### Your task
Exactly reproduce the lines from the line containing "of the weeping" to the end of the data below, inclusive, and nothing else.
>> begin
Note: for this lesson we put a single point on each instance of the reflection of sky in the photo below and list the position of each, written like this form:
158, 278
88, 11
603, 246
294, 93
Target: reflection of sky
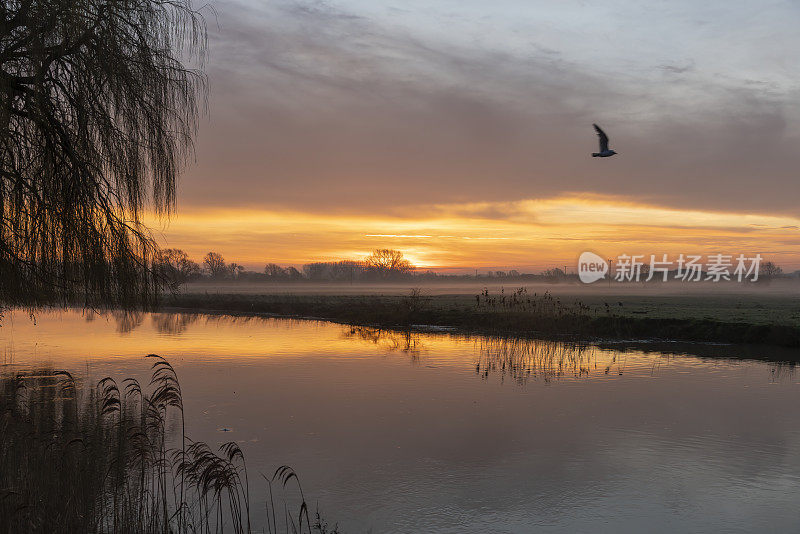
414, 441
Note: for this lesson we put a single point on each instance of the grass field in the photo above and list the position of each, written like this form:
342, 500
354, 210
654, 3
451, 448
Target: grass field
768, 314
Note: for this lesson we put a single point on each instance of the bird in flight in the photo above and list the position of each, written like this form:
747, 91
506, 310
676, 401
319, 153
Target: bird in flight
604, 151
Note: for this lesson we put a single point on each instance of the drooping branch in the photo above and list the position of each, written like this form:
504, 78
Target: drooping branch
98, 111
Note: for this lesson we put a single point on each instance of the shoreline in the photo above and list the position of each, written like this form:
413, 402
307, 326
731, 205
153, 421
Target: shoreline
544, 319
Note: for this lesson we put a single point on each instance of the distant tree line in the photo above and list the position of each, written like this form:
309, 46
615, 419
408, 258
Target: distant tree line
175, 266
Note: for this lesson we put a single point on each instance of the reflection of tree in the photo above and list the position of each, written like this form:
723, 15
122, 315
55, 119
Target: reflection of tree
127, 321
522, 359
407, 342
173, 323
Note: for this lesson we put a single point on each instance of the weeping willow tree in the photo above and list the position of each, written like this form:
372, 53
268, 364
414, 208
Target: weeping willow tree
99, 103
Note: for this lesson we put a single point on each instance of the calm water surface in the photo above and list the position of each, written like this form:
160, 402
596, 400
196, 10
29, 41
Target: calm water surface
433, 433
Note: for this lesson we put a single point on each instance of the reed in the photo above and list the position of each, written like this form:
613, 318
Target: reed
116, 458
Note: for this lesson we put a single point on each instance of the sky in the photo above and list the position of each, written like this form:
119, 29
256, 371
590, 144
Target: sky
459, 132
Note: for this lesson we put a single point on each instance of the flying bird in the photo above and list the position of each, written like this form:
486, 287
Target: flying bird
604, 151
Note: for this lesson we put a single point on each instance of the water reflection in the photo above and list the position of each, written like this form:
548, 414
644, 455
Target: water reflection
522, 360
407, 342
599, 439
173, 323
>> end
### Answer to the exercise
Note: for this lesson we put a single point on each instance of the weeping willow tree in the photo above and list the position of each, written like this form:
372, 53
268, 364
414, 208
Target: weeping willow tree
99, 103
Note: for this lesson we put a single point on each instance of the calm water surface in the photo above and list the position of each, written like this form:
160, 402
596, 400
196, 10
29, 41
Target: calm water surface
433, 433
Note: for this lesson we put a single point on each instance of the reed in the photo above and list the position of each, written like this form:
613, 318
Target: reed
116, 458
Note: for this lesson we put a single point on each instance of the sky in the photo above and list the position of each, written like this form:
119, 29
256, 371
590, 144
Target: sky
459, 132
Note: for this lesson we put a single point on each instance of the flying bird in the photo above and list the position of each, written like this form:
486, 287
Target: flying bird
604, 151
Note: for this lesson we put a single point on each instance of the water reflection in the photo above and list the position of each, written like this form:
548, 414
644, 455
Target: water reflection
522, 360
407, 342
599, 439
173, 323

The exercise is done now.